◆ TASK TO CARRY OUT ◆
Rewrite the records as a JSON list of strings, with one string per line and any blank lines omitted. Include only the lines from the start of the records up to and including the line containing "[(212, 193)]".

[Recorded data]
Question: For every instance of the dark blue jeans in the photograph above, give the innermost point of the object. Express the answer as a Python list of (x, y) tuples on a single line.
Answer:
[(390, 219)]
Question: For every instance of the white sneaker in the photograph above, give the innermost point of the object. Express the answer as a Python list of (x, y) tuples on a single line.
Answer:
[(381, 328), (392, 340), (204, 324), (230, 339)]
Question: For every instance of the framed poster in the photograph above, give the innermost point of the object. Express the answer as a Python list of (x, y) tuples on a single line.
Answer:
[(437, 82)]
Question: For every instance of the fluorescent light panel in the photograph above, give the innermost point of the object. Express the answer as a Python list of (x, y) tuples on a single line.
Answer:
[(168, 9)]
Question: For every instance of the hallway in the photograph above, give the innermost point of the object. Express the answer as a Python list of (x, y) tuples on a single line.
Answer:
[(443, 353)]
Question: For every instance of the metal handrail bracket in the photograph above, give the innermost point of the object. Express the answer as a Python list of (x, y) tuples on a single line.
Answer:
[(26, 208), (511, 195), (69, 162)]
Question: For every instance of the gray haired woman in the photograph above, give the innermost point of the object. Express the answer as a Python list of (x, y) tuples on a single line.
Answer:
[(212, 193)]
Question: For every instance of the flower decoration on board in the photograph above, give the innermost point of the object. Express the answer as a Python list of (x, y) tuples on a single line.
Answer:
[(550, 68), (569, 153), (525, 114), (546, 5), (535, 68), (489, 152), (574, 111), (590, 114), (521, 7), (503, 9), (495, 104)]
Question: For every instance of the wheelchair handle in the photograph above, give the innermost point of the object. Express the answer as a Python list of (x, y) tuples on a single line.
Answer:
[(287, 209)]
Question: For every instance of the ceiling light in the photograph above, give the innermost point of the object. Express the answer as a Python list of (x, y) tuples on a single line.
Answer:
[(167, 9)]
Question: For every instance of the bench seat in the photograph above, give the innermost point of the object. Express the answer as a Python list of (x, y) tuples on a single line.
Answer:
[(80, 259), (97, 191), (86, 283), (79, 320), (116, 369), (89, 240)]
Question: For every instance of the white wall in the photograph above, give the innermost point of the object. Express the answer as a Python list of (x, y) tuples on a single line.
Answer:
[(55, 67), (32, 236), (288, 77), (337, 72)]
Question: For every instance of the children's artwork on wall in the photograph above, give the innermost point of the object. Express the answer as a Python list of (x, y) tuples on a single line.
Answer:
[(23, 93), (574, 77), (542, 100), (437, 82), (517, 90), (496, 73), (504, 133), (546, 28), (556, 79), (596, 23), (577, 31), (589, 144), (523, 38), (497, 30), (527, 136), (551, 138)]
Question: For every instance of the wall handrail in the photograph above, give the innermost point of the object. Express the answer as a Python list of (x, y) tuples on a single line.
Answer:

◆ EXERCISE OUTPUT ◆
[
  "Question: For every instance of the dark blue jeans in the photograph above, give the innermost point of the object. Express the answer as a Python list of (x, y) tuples on a single line.",
  "Answer:",
  "[(390, 219)]",
  "Question: For every instance of the white sneaker in the photograph above, give the innermost point of the object. Express the answer as a Python list of (x, y) tuples on a single line.",
  "Answer:",
  "[(381, 328), (392, 340), (204, 324), (230, 339)]",
  "Question: For every instance of the framed poster in the photograph above, give the innermost point of the object. Express the answer as a Python list of (x, y) tuples on a single line.",
  "Answer:",
  "[(437, 82)]",
  "Question: For every instance of the fluorescent light panel in the photograph above, give the innermost point of the object. Express the answer as a Python list of (x, y) tuples on a single line.",
  "Answer:",
  "[(168, 9)]",
  "Question: For every instance of the hallway in the photograph above, give the innermost point of the object. Express the answer as a Python list of (x, y) tuples on a single line.",
  "Answer:",
  "[(443, 353)]",
  "Question: For every instance of the metal handrail bracket in the photograph above, give the innermost point of the object. Express the answer as a Python list of (x, y) tuples on a single line.",
  "Answer:",
  "[(26, 208), (511, 195), (69, 162)]",
  "Question: For every instance of the gray haired woman in the photograph above, give the innermost point of the object. Express the answer as a Python list of (x, y) tuples on a single line.",
  "Answer:",
  "[(212, 193)]"
]